▸ **DESAFÍOS**:
1 > En el relato sobre las musas y las hadas, ¿de qué sigue culpando el papá a quien narra?
2 > Continúa el relato sobre las musas y las hadas a partir de su última oración.

▸ **FRAGMENTO DEL DOCUMENTO**:
Yo crecí rodeada por las musas, las brujas, las hadas y los ángeles. Desde pequeña me visitaban entre sueños, se asomaban entre las esquinas de mi habitación, y ocasionalmente pasaban por el colegio a susurrarme respuestas en exámenes para los cuales no había estudiado.
Yo pensaba que era rara, y trataba de no hablar mucho del tema, hasta que una noche cualquiera escuché a mi mamá hablar de los ángeles y los maestros. A mi hermano poco le movía, pero siempre le generaba curiosidad aquellas cosas que mi mamá manifestaba ver en sus sueños y no se asustaba cuando hablaba de sus aventuras mágicas. Yo le compartía mis propias aventuras a mi mamá, en secreto porque yo bien sabía que al papá no se le podía hablar de las hadas y los maestros; le genera tanto miedo que se le caen los pelos, y todavía me culpa por su calvicie y por muchas otras cosas que, según él, son culpa de una sensibilidad que no puedo controlar.

▸ **DATOS MOSTRADOS**:
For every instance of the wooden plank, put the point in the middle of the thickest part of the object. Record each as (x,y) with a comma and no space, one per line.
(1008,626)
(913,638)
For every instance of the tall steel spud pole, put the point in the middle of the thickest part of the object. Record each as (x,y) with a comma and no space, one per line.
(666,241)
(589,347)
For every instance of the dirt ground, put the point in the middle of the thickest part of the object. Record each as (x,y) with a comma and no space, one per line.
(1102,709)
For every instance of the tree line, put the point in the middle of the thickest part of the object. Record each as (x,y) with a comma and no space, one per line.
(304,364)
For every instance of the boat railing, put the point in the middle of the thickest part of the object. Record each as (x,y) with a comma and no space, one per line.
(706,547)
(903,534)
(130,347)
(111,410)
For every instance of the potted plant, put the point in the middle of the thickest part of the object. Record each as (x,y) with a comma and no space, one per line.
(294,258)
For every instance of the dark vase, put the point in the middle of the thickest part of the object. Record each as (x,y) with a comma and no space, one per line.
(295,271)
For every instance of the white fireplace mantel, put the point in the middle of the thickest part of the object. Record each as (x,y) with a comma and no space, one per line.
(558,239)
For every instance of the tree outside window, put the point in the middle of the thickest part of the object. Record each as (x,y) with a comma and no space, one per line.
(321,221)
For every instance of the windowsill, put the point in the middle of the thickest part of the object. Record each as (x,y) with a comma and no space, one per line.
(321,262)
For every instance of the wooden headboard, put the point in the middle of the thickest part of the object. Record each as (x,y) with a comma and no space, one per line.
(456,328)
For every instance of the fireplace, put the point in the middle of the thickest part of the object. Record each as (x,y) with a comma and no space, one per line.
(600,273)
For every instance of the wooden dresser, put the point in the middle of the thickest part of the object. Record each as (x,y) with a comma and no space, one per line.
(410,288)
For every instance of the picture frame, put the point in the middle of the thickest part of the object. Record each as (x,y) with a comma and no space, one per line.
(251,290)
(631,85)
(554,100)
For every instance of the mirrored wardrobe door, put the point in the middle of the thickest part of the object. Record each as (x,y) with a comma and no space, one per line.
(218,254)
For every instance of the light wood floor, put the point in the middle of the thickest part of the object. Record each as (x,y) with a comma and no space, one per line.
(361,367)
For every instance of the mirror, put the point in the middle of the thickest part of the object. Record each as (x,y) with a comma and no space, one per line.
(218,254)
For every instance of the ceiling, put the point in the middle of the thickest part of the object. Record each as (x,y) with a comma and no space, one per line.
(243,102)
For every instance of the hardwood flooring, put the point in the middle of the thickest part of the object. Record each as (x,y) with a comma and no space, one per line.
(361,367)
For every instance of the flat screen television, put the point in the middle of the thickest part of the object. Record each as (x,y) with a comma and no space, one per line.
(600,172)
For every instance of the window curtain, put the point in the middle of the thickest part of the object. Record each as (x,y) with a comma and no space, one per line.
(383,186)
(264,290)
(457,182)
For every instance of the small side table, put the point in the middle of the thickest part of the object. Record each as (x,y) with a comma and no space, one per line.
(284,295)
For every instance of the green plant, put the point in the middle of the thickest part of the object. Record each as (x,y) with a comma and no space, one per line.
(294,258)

▸ **RESULTADOS POR TAREA**:
1 > De su calvicie y de muchas otras cosas que, según él, se deben a una sensibilidad que no puede controlar.

2 >
Mi mamá y yo, las brujas de la casa, nos vimos obligadas a reprimir nuestra magia para no ser juzgadas y mandadas a la hoguera por aquel verdugo que solía mandar en esta casa. Aprendimos a reprimir la magia de la misma manera en la que nos enseñan como mujeres a reprimir muchas cosas: nuestra voz, nuestra sexualidad, nuestras emociones, y nuestra libertad.
La sociedad nos adoctrina a pensar que aquella mujer que piensa diferente y actúa por sí misma, está actuando de manera errónea y merece morir ahorcada. ¡Y ni hablar de cómo nos tratan a las brujas!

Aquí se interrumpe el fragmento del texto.